> [Fragmento del texto]:
=====

Así que España, donde los trabajadores digitales (el 7,5% del total, en 2018, según Eurostat) están seis puntos por debajo de la media europea y suponen menos de la mitad que en Francia (20,8%), puede aprovecharse de ese impulso inesperado a la digitalización.
Eso debe catapultar la asignatura siempre pendiente de la productividad. En algunos casos se incrementa hasta el 13% en el corto periodo de nueve meses (El teletrabajo en España, Boletín Económico 2/2020, Banco de España).
Otros beneficios potenciales para la empresa son la desvinculación de la fuerza de trabajo de su lugar de residencia, distinto al de la oficina o la fábrica; la atracción de talento de todo el mundo; el ahorro de costes de espacio; o la reducción del absentismo.
A los trabajadores les facilita la conciliación familiar, la organización flexible de su jornada; el acceso a ser contratados por empresas lejanas (y su domiciliación en poblaciones más baratas); y el ahorro de tiempo en desplazamientos.

=====

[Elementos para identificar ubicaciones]
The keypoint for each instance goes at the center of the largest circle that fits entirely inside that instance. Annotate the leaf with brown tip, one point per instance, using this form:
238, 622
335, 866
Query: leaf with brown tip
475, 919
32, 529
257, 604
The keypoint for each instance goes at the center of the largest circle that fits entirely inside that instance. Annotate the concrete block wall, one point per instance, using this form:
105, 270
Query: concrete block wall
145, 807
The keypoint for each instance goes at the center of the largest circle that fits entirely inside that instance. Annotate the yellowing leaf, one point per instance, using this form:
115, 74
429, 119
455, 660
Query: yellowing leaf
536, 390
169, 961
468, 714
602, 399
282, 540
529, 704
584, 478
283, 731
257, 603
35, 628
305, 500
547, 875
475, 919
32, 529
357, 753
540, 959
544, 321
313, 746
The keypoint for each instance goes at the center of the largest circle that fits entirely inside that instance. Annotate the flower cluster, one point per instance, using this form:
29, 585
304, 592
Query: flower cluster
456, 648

=====

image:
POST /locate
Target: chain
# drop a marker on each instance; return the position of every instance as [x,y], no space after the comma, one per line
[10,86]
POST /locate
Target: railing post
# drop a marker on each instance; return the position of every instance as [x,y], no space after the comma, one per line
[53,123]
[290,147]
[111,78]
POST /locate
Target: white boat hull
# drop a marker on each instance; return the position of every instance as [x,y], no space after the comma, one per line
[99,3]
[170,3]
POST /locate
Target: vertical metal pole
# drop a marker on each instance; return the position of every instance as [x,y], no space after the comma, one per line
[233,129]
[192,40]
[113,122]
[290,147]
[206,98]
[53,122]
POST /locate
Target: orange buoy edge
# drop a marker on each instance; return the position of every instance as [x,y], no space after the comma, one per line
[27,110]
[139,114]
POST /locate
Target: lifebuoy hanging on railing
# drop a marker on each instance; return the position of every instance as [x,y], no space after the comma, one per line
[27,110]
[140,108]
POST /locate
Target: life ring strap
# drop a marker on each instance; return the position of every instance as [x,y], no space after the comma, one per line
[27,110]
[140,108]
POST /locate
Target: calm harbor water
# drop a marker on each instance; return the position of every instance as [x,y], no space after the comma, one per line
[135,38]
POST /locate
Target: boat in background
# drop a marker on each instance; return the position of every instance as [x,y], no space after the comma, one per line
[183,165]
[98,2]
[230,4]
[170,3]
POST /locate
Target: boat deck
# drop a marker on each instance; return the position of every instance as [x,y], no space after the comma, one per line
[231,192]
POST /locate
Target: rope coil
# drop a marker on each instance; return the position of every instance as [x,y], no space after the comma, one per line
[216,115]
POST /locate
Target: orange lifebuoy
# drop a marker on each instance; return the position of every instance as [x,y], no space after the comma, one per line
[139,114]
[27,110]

=====

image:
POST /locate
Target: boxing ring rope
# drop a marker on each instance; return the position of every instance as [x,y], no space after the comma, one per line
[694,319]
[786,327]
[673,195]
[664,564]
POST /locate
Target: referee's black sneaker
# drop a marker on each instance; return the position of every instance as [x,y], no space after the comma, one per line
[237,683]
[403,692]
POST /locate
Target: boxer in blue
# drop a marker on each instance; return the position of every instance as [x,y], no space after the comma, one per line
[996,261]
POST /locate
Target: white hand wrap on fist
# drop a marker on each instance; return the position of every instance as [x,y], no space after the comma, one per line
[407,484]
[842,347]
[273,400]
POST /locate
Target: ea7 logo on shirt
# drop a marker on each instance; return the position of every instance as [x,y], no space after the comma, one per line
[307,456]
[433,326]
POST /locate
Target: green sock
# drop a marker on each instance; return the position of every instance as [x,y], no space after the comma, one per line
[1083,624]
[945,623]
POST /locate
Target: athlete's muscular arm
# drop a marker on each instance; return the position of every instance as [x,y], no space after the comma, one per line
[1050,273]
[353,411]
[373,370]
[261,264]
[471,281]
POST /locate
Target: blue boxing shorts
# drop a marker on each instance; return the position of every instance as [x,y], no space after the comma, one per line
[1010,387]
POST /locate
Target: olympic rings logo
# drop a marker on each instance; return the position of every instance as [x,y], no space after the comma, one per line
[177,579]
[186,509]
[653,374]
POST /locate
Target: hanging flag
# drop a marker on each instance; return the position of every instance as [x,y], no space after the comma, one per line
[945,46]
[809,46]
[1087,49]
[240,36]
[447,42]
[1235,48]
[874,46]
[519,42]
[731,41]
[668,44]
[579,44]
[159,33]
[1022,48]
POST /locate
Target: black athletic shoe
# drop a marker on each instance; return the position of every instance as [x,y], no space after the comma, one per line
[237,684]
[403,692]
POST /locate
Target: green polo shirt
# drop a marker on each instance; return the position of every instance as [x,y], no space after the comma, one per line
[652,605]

=====

> [Consignas]:
1. Indica si cada afirmación coincide con el texto sobre el teletrabajo. Responde sí o no y cita literalmente las palabras del texto que lo deciden.
(a) En 2018, los trabajadores digitales representaban el 20,8% del total en España.
(b) En algunos casos, la productividad aumenta hasta el 13% en nueve meses.
(c) La reducción del absentismo figura como un beneficio para los trabajadores.
2. Prosigue el texto sobre el teletrabajo a partir de su última oración.
Para resolver las actividades no hace falta consultar las líneas.

> [Soluciones]:
1.
(a) No: «el 7,5% del total, en 2018, según Eurostat».
(b) Sí: «En algunos casos se incrementa hasta el 13% en el corto periodo de nueve meses».
(c) No: «Otros beneficios potenciales para la empresa son».

2.
Claro que esas ventajas se trufan con inconvenientes: mayores dificultades de coordinación y nuevos costes para las empresas; tendencia a la autoexplotación y los horarios abusivos para los trabajadores, así como la pérdida de ventajas de la presencialidad, como la capacidad de los jóvenes de aprender de los veteranos.
Así que el éxito de la implantación definitiva y generalizada del trabajo digital deberá maximizar sus virtudes y minimizar sus inconvenientes; y de que sea una operación win-win, en la que todos ganen, empresas y trabajadores.
La inminente regulación que los agentes sociales y el Ministerio de Trabajo ultiman ha dado esta semana un salto de gigante al fijarse el listón mínimo del trabajo en un 30% de la jornada (dos días a la semana) en vez del 20% (un día) como pedía, razonablemente, la patronal: así será una práctica sustantiva y no esporádica, y merecerá los esfuerzos e inversiones que se le dediquen.
A falta de detalles menores, también parecen bien orientadas las restantes piedras angulares de la nueva norma, sobre la base de la flexibilidad. Como el principio de voluntariedad (nadie podrá ser obligado, ni despedido por no ser un hacha tecnológica). El de reversibilidad (del trabajo digital al presencial, salvo cuando se empiece ex novo con el digital). El de complementariedad (la presencialidad facilita el intercambio de experiencias, la creatividad y la promoción interna).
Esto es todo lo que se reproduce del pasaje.